# DOKUMENTAUSZUG
↓

Besonderheiten bei der Beratung mit Kindern und Jugendlichen
Dem Grundgedanken der Autonomieförderung folgend kann Beratung in der Schule nicht ohne die Einbeziehung der Perspektive der betroffenen Schülerinnen und Schüler durchgeführt werden. Sie selbst sind als Expertinnen und Experten für ihre individuellen Lernprozesse sowie für ihre Lern-, Entwicklungs- und Lebenswege zu betrachten und am (gesamten) Beratungs- und Diagnostikprozess zu beteiligen.
Eine mangelnde Beteiligung wird häufig mit den zeitlich knapp bemessenen Ressourcen, aber auch mit großen Unsicherheiten in der Auswahl entsprechender Anlässe und deren (altersgerechter) methodischer Ausgestaltung begründet. Für Letzteres liefern insbesondere Praxisleitfäden hilfreiche Tipps zur methodischen Ausgestaltung und eigenen Fortbildung, wobei die individuelle Ausgestaltung für die einzelnen Förderschwerpunkt entsprechend angepasst und punktuell spezifiziert werden muss.

↑

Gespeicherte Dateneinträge

↓

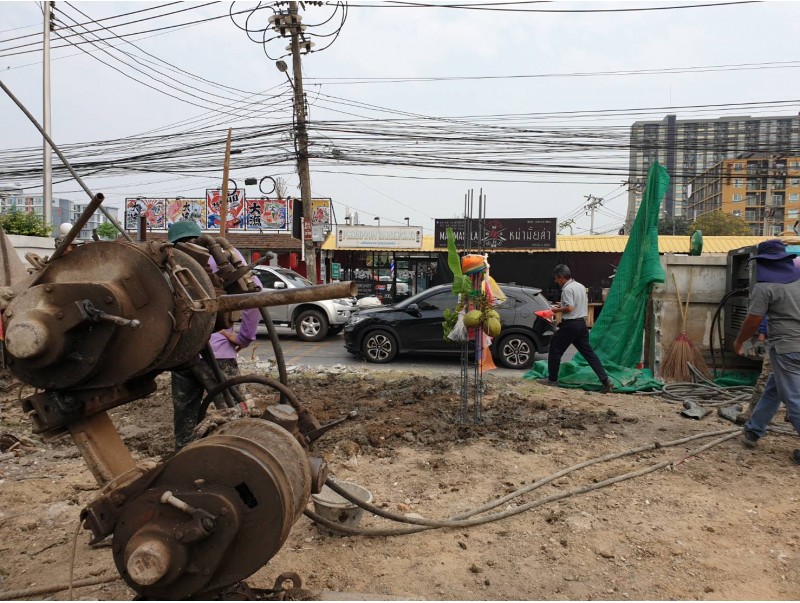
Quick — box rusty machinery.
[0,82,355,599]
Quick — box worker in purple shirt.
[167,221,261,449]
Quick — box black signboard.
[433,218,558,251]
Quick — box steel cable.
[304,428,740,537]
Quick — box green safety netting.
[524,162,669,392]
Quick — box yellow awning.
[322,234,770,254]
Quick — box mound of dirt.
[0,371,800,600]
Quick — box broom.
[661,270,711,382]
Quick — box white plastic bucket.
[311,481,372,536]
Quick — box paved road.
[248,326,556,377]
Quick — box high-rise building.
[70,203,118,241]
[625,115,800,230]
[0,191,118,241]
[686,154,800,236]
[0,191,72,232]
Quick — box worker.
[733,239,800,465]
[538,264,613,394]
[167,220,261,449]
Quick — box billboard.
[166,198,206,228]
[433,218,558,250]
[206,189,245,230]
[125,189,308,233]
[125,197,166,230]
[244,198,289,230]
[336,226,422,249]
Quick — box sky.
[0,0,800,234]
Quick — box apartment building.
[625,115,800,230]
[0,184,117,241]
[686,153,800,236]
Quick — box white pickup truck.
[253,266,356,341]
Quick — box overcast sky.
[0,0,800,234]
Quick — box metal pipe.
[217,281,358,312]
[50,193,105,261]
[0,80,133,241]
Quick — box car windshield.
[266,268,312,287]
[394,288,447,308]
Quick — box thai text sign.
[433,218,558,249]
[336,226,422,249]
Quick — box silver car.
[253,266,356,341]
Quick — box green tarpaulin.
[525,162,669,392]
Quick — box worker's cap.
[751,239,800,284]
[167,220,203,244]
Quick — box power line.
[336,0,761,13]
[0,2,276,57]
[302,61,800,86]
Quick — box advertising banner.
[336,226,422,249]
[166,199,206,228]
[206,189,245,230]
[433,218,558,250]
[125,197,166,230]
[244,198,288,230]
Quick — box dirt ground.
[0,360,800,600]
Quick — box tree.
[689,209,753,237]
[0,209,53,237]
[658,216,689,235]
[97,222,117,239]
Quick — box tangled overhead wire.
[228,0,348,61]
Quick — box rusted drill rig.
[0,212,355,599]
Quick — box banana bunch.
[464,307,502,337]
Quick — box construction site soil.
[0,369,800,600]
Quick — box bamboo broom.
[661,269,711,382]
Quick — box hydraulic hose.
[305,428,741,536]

↑

# AUSZUFÜHRENDE AUFGABE
Gib aus dem Text zur Beratung mit Kindern und Jugendlichen den Abschnitt wörtlich wieder, der bei „Besonderheiten bei der“ beginnt und bei „Diagnostikprozess zu beteiligen.“ endet.

# LÖSUNG FOLGT
Besonderheiten bei der Beratung mit Kindern und Jugendlichen
Dem Grundgedanken der Autonomieförderung folgend kann Beratung in der Schule nicht ohne die Einbeziehung der Perspektive der betroffenen Schülerinnen und Schüler durchgeführt werden. Sie selbst sind als Expertinnen und Experten für ihre individuellen Lernprozesse sowie für ihre Lern-, Entwicklungs- und Lebenswege zu betrachten und am (gesamten) Beratungs- und Diagnostikprozess zu beteiligen.